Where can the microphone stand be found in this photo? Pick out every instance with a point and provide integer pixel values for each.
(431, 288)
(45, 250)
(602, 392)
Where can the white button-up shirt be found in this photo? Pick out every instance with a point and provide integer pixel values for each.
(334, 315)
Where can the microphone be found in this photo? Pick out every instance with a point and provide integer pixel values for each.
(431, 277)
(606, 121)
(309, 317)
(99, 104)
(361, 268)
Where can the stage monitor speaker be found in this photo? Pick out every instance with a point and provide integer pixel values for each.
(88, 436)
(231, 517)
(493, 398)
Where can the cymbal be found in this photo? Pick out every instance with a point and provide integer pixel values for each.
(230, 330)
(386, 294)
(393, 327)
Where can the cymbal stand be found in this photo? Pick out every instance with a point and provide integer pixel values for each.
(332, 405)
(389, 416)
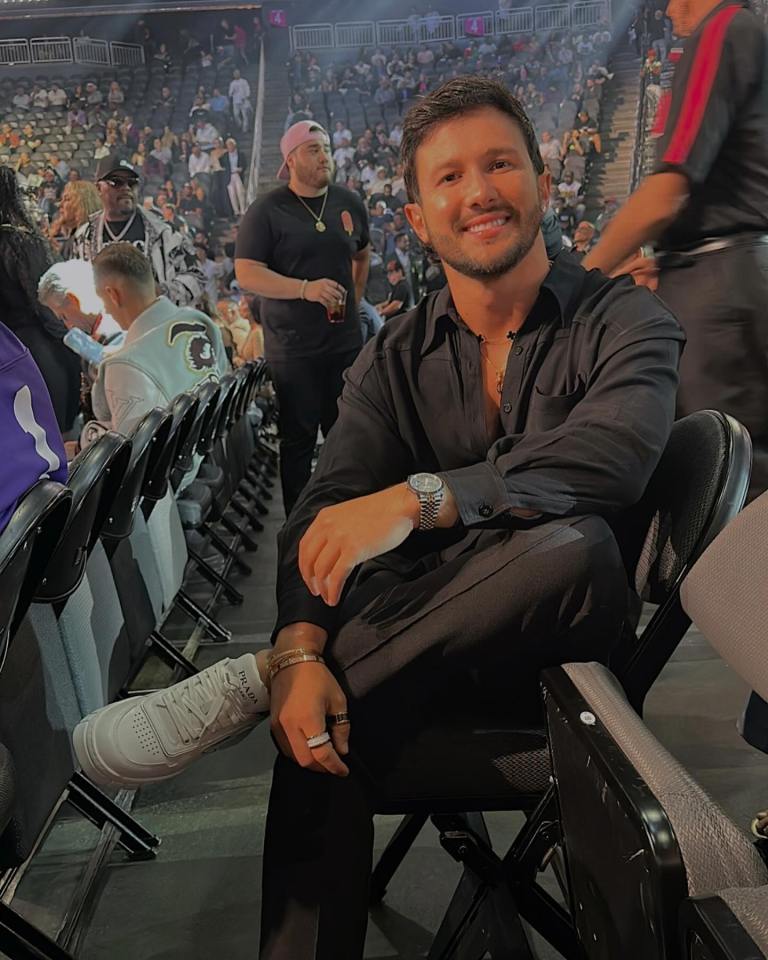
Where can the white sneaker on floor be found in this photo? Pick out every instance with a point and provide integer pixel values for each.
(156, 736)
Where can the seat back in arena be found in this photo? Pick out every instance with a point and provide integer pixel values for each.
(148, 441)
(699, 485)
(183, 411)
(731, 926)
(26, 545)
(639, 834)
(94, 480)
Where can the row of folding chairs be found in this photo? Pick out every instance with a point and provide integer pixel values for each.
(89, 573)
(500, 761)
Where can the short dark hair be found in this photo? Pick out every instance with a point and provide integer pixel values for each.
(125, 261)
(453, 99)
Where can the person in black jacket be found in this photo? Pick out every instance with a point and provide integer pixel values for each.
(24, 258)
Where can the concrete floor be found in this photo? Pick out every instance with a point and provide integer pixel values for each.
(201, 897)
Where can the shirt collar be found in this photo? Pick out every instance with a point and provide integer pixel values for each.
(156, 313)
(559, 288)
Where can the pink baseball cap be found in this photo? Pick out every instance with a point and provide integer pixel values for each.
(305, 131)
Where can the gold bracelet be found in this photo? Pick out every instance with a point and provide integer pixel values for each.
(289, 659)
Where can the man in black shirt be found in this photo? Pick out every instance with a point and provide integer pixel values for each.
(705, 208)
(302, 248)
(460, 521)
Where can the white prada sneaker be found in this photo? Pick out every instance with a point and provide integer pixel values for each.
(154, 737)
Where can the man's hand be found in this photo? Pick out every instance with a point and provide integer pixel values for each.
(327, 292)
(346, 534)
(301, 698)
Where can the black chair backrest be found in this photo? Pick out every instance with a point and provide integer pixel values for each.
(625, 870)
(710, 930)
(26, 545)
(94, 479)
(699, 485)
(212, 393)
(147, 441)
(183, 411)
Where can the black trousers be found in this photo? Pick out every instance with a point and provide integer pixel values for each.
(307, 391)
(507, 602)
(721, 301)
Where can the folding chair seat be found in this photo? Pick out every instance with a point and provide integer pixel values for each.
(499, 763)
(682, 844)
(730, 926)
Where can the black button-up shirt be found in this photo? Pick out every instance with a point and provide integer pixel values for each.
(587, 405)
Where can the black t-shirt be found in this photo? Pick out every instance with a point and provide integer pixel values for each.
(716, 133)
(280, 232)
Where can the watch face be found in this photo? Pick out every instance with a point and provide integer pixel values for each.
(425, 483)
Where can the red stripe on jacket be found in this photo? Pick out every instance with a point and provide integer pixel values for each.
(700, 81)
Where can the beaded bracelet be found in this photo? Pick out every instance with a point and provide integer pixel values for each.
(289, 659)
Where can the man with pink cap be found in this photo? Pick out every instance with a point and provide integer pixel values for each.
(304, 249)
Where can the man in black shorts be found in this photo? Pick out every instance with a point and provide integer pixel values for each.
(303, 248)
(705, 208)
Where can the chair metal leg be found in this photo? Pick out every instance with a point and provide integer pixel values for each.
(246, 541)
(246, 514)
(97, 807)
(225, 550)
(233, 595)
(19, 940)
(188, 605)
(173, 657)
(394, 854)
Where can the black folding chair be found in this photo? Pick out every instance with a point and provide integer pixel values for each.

- - - -

*Exercise*. Output the entries above exactly. Drop the pictures.

*Solution to this problem*.
Where can the microphone stand be found in this photo? Pick out every instance with a point and provide integer pixel values for each.
(431, 288)
(45, 250)
(602, 392)
Where can the white button-up shirt be found in this photo? Pick out every instance with a point and provide integer pixel values for each.
(334, 315)
Where can the microphone be found in this photo? Pick out every instance with a point and provide integer pixel values for each.
(431, 277)
(606, 121)
(309, 317)
(99, 104)
(361, 268)
Where can the stage monitor speaker be found in this photo? Pick out every instance with a point and provide integer pixel values for each.
(88, 436)
(231, 517)
(493, 398)
Where can the cymbal be found in this photo? Pick out every instance with a point and provide integer pixel values for each.
(230, 330)
(386, 294)
(393, 327)
Where can the cymbal stand be found in this photo? Pick out every instance with a point and provide integer pixel values for each.
(332, 405)
(389, 416)
Where can the white sneaker on floor be found in this photo? Pick out every instance with a point and provide integer pixel values for each.
(156, 736)
Where can the seat back in arena be found in this photo? Pick out every instance with a point and provide integer pixel values for each.
(148, 441)
(699, 485)
(183, 411)
(731, 926)
(26, 545)
(639, 834)
(94, 480)
Where can the row of folding chairs be found in this photo? Pick out every instance with a point and provide integer pixel values for each.
(89, 573)
(500, 761)
Where can the short dark hair be found in this photo? Pick out every instance with a point and provide integer pixel values for each.
(125, 261)
(453, 99)
Where can the person in black jacket be found in this photo? Pick out every instance with a point and provide integer pixel values for each.
(24, 258)
Where can the concrete floor be found in this photo? Pick out every instance with a point and provide integer pixel values for each.
(201, 897)
Where can the shirt collar be found in this photo? Pick out every instance with a point and provide integer pixel values for each.
(156, 313)
(559, 288)
Where can the pink baseball cap be found in this photo? Pick out every instance with a point and provide integer pixel values for each.
(305, 131)
Where can the gold bracelet be found in this photo? Pick out every instance with a point and provide integer pixel values for each.
(289, 659)
Where can the man in black shirt be found in this photo? Pick out every instance with a point and provide integer pixel values for each.
(705, 208)
(302, 248)
(460, 521)
Where can the white prada sneaker be found in this photo? Pick out every instance with a point and provide integer pixel values for each.
(154, 737)
Where can the man's hand be found in this photo? Pick out every instance with a point and provide integer pixel values for each.
(327, 292)
(346, 534)
(301, 698)
Where can the black chair backrest be found in this photo? Pick out every instance with a point and provide integer pixel values for each.
(625, 870)
(710, 930)
(26, 545)
(94, 479)
(699, 485)
(212, 393)
(147, 441)
(183, 411)
Where can the black trousers be found in this photo? Pick out every instance with a point and provide integer pixel values for each.
(307, 391)
(507, 602)
(721, 301)
Where can the folding chair seat be found in this photo? Pick out every instance with a point and provide integer pixel values for each.
(499, 763)
(682, 844)
(730, 926)
Where can the black button-up shirt be found in this photo? Pick out every instance with a point and provide integer pixel values for each.
(587, 405)
Where can the black t-shirt be found in this photo? Pick out every instance with a point and provide integer pixel values for each.
(716, 133)
(280, 232)
Where can the watch face be found in this photo? Pick out every instance with a point and provide integer pixel values for each.
(425, 483)
Where can the red stripe on jacket be found in this photo? Pick out every instance with a point and provide integer pixel values for each.
(700, 81)
Where can the beaded bracelet be found in this photo? Pick out every instance with a point and provide integer pixel values for each.
(289, 659)
Where can the man with pink cap be found in this photo? Pick out every instance with a point and provide integer pixel values for each.
(304, 249)
Where can the man in black shorts be found in this photo? Pick out every instance with a point and provide integer pixel values for each.
(303, 248)
(705, 208)
Where can the chair metal leg be found in this photo? Pick out every instance with a point and provide integer pixel values for each.
(246, 541)
(246, 514)
(97, 807)
(225, 550)
(233, 595)
(19, 940)
(188, 605)
(173, 657)
(394, 854)
Where can the black folding chair be found in this photo? Pick out every instance with a point and provide integer pixel values for each.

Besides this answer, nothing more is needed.